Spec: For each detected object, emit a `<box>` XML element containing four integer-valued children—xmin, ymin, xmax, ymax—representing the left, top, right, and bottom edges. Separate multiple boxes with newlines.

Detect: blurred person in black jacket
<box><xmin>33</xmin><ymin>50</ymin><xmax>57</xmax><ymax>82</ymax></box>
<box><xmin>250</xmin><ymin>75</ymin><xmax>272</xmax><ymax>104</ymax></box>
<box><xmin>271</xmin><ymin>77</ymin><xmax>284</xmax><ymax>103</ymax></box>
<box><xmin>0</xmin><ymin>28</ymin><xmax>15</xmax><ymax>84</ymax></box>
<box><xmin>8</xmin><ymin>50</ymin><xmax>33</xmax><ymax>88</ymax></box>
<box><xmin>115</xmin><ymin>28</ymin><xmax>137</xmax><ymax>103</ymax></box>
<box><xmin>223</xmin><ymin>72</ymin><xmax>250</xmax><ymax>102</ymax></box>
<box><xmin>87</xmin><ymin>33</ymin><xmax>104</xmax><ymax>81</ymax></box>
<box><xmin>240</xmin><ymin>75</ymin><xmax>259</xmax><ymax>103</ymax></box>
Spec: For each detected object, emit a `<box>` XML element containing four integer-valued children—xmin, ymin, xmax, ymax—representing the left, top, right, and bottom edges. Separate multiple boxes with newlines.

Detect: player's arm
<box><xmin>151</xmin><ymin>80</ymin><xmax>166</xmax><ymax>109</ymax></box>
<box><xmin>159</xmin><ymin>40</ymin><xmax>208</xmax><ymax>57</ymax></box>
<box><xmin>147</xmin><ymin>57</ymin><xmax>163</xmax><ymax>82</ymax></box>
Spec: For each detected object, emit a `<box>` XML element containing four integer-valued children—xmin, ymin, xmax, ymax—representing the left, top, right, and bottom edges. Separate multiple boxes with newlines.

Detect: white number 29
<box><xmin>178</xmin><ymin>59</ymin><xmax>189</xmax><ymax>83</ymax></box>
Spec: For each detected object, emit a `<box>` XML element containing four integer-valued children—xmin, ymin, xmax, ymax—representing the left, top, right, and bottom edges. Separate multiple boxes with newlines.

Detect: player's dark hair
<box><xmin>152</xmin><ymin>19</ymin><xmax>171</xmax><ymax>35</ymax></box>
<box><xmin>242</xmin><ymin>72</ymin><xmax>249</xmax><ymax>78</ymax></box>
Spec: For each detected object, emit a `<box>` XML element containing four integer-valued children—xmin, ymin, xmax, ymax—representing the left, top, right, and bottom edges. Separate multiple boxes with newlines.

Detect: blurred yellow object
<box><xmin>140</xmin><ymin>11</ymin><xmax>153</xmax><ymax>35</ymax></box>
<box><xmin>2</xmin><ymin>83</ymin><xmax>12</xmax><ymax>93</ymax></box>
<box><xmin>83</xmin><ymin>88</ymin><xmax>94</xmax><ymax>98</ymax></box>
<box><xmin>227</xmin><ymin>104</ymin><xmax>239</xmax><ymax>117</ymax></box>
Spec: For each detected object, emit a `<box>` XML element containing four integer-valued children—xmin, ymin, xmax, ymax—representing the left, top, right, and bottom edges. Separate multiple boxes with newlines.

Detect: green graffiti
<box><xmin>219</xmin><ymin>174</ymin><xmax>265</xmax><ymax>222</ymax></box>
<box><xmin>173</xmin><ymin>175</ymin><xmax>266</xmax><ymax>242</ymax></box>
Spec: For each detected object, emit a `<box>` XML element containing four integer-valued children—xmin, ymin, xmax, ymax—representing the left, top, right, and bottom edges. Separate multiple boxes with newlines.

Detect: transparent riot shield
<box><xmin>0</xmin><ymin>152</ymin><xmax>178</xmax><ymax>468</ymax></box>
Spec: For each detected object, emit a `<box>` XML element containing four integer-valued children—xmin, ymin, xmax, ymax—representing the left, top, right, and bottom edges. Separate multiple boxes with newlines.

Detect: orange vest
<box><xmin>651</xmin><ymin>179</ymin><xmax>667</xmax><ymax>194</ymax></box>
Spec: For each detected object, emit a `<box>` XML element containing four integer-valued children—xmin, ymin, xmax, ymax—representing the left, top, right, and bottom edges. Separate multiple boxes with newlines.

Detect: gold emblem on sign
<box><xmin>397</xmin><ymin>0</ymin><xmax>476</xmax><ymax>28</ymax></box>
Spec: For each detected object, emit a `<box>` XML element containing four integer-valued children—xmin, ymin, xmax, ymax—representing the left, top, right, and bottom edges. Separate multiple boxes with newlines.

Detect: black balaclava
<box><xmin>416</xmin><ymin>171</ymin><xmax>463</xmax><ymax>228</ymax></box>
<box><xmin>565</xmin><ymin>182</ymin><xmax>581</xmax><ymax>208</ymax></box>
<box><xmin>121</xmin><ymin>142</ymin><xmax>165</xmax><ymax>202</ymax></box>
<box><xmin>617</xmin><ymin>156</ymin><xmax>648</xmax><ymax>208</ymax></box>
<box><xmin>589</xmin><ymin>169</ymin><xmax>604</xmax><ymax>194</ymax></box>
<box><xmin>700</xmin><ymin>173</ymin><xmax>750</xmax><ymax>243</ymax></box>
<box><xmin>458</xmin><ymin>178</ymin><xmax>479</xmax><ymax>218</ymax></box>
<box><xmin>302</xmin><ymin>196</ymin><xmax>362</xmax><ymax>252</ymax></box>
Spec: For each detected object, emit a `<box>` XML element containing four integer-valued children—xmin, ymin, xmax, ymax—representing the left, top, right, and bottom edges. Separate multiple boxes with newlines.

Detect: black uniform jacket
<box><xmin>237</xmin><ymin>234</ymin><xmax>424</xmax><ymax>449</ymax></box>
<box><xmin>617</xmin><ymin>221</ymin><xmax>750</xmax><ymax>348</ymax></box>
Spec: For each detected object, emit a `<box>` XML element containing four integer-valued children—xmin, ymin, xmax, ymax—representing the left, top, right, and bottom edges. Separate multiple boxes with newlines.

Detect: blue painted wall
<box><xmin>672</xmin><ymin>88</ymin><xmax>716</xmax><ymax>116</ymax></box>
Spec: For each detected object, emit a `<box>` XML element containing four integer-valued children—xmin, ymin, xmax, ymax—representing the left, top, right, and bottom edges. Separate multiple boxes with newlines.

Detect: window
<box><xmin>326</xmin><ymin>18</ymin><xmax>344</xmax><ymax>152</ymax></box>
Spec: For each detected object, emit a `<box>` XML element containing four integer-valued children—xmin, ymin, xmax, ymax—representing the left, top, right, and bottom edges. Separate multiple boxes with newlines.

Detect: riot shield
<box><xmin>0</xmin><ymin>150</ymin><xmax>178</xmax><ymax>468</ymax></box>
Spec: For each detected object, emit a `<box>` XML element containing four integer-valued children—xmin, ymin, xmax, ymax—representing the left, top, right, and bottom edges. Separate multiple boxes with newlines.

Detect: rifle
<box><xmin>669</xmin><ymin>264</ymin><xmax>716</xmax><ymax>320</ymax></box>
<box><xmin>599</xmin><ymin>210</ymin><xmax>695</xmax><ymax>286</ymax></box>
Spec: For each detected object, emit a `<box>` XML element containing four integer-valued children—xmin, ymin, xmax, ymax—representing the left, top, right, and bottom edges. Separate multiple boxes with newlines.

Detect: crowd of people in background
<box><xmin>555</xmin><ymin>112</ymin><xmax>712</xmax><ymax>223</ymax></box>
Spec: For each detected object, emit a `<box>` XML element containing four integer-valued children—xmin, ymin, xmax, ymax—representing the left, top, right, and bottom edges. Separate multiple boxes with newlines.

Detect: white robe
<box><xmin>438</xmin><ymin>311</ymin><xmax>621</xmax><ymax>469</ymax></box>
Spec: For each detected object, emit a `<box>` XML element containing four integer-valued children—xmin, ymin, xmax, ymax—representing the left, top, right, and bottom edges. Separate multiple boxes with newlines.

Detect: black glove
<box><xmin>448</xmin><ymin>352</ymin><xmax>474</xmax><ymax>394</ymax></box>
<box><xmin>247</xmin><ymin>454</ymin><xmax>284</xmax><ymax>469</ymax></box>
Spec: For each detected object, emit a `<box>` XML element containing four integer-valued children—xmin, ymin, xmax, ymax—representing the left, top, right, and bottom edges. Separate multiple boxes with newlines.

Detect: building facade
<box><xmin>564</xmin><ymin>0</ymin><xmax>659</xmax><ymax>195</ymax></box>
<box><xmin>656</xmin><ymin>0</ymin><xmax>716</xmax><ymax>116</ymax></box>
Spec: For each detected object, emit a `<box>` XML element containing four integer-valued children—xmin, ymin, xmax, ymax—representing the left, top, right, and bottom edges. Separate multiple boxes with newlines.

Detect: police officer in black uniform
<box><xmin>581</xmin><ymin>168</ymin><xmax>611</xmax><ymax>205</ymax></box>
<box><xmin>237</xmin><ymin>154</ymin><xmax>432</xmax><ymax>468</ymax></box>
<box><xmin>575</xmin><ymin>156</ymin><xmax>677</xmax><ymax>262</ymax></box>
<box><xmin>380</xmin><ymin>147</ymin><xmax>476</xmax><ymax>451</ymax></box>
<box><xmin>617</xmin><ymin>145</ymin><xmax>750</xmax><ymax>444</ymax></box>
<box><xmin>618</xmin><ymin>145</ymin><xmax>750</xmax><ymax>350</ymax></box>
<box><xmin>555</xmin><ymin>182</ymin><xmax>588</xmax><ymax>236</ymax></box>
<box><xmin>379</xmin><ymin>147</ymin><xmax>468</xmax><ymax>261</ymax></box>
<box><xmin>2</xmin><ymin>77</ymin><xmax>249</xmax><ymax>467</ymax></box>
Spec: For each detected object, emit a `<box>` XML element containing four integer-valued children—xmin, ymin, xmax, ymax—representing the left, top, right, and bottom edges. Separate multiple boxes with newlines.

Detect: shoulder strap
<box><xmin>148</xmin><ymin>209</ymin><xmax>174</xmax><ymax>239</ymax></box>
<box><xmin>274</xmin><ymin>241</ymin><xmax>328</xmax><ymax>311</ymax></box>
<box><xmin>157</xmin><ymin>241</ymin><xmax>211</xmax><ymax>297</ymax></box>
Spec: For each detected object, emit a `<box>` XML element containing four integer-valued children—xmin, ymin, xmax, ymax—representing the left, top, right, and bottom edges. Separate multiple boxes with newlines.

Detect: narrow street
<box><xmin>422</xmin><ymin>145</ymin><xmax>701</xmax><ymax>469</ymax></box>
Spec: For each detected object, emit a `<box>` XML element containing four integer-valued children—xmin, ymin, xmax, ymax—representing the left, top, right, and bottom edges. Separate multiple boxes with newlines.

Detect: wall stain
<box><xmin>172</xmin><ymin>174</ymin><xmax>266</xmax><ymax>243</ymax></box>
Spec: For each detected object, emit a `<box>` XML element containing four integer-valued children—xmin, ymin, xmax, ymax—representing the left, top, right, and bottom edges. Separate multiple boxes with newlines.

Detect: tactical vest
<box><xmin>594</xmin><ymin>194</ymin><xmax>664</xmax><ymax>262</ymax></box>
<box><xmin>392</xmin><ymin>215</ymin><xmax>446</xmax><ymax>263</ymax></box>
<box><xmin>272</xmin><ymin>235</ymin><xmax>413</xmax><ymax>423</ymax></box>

→ Your task
Count the lines in the entries above that contain the word "riot", matching case exactly, and give only the number.

→ The reply
2